DIRECTIONS
Print, word for word, the lines of the listing below from the line containing "point_to(query) locates the flower head" to the line containing "x=502, y=501", including both of those lines.

GIVEN RECORDS
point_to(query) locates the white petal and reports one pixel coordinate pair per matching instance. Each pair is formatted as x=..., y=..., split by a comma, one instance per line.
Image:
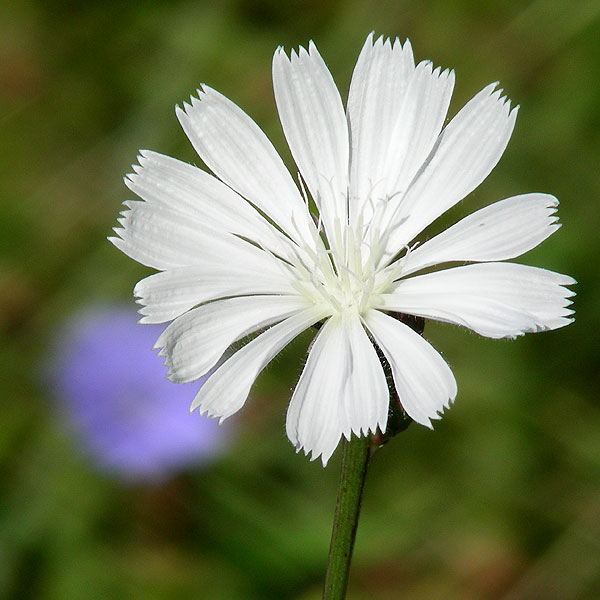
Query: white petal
x=500, y=231
x=418, y=126
x=379, y=82
x=163, y=238
x=342, y=390
x=465, y=153
x=424, y=382
x=164, y=296
x=196, y=194
x=239, y=153
x=314, y=123
x=494, y=299
x=195, y=341
x=227, y=388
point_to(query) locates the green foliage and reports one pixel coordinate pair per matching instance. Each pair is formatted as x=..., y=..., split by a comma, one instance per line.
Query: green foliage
x=501, y=501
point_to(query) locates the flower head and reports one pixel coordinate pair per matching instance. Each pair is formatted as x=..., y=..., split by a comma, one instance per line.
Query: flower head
x=113, y=392
x=240, y=253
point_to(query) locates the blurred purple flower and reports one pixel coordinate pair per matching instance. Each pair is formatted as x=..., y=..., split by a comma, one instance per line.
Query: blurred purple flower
x=112, y=388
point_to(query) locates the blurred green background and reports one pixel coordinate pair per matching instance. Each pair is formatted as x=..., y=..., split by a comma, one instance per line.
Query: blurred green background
x=502, y=501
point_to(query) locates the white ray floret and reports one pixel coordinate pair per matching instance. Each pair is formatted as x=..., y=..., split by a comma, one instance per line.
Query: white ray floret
x=240, y=254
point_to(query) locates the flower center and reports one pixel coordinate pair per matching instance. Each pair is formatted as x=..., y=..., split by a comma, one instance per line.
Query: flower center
x=344, y=276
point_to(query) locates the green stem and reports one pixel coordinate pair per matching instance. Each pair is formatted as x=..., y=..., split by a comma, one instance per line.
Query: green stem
x=355, y=458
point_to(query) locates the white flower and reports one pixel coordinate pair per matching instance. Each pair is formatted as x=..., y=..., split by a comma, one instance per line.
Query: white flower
x=240, y=253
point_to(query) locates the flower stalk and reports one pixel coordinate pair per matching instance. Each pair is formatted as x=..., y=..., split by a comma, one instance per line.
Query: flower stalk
x=355, y=460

WORKED ANSWER
point_to(query) locates the flower head and reports one pixel coordinate pair per matching instance. Each pair is formatted as x=..., y=..., split by a comma, one instance per line.
Query: flower head
x=113, y=392
x=240, y=253
point_to(query) locates the blurred purple flower and reports one pixel coordinate pair per matching instance. Each pair is formatted as x=..., y=..., split by a comma, one instance per line.
Query: blurred purple flower
x=112, y=388
point_to(query) locates the blurred green background and reports one pixel coordinate pair per matching instance. Each pair is formatted as x=..., y=..., split by a comma, one instance per line.
Query: blurred green background
x=502, y=501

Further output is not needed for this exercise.